[Excerpts from a location annotation dataset]
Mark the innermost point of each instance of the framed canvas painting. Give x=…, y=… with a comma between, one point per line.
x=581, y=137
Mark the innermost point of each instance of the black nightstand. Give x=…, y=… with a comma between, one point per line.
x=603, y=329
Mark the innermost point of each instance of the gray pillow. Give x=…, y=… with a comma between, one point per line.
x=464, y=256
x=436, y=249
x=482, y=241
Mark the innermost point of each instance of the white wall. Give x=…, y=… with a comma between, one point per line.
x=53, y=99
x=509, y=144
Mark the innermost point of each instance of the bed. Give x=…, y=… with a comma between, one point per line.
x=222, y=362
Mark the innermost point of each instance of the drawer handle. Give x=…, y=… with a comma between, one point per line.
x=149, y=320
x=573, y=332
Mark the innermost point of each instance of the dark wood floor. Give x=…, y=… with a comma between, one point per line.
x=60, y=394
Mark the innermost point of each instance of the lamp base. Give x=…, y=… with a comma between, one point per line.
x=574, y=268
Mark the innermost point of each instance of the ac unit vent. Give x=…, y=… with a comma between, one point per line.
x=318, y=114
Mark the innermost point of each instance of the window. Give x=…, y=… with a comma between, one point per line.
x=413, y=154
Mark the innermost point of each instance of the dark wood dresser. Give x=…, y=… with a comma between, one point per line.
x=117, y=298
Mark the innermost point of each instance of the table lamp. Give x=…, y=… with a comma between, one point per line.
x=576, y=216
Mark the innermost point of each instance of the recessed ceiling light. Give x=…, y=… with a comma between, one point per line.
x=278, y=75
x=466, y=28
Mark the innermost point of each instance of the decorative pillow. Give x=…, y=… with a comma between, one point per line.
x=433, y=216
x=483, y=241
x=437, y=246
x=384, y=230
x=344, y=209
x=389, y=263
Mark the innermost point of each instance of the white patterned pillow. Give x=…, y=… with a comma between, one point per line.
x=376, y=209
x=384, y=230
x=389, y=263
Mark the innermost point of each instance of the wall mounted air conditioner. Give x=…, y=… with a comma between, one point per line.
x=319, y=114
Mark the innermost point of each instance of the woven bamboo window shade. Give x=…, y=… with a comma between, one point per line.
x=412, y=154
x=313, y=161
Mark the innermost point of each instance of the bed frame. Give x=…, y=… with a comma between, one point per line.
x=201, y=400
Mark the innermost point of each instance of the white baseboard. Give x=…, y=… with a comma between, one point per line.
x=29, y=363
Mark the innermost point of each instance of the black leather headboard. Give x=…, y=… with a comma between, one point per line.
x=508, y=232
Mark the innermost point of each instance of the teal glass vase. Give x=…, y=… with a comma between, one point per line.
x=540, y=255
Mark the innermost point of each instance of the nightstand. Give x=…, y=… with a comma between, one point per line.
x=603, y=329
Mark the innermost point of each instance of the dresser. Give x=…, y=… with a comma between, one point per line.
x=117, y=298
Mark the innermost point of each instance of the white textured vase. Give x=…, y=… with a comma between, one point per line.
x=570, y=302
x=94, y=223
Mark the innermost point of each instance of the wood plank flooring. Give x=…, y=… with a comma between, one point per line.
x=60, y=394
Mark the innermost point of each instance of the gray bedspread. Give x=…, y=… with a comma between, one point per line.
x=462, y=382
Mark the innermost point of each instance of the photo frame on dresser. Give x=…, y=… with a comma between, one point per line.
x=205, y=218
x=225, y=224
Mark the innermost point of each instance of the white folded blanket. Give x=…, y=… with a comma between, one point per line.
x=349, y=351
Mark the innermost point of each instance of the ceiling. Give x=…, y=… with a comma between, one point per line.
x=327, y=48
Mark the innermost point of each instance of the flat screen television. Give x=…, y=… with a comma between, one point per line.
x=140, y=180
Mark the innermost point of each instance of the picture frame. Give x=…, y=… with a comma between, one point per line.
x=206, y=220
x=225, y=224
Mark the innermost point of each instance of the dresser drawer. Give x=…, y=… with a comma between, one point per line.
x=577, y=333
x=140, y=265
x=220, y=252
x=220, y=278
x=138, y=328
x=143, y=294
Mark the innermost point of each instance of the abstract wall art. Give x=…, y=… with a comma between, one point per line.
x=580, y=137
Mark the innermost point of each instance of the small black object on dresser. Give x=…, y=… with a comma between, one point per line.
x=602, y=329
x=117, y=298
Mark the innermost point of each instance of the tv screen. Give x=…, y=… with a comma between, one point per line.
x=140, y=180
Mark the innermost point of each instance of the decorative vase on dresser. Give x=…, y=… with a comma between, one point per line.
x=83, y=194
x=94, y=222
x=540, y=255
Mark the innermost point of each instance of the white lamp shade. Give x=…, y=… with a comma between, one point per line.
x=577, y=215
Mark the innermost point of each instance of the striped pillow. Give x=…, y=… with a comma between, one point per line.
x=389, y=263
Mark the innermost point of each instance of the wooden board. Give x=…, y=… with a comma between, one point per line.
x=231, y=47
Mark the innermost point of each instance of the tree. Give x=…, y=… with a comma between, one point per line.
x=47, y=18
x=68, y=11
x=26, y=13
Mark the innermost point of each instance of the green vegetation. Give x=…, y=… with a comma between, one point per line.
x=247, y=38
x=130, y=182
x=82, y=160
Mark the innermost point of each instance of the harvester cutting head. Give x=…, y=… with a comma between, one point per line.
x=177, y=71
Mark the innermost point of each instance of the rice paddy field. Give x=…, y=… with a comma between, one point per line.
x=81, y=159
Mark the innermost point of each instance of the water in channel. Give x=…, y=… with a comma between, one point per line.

▶ **Problem details**: Update the lines from the start of the records through the line containing "x=318, y=114" by changing "nightstand" to "bedside table". Leave everything else as it stands, and give back only those lines.

▶ **Completed task**:
Mark the innermost point of each instance of the framed canvas painting. Give x=…, y=… with a comma between, one point per line.
x=581, y=137
Mark the innermost point of each instance of the black bedside table. Give x=…, y=… with a comma between, one point per line.
x=603, y=329
Mark the innermost point of each instance of the gray pillow. Give x=…, y=… with a comma between, one point per line.
x=464, y=256
x=436, y=249
x=482, y=241
Mark the innermost point of each instance of the white wall. Give x=…, y=… with a comma between, one point per line.
x=53, y=99
x=509, y=144
Mark the innermost point of each instance of the bed. Give x=…, y=… with a comma between, one point per line.
x=222, y=362
Mark the innermost point of each instance of the drawer handle. Give x=…, y=… with a comma between, one point per line.
x=149, y=320
x=573, y=332
Mark the innermost point of each instance of the dark wood floor. Give x=…, y=… with a comma between, one point per line.
x=60, y=394
Mark the innermost point of each instance of the lamp base. Give x=…, y=… with a comma between, one point per line.
x=574, y=268
Mark the innermost point of each instance of the ac unit vent. Give x=…, y=… with a comma between, one point per line.
x=318, y=114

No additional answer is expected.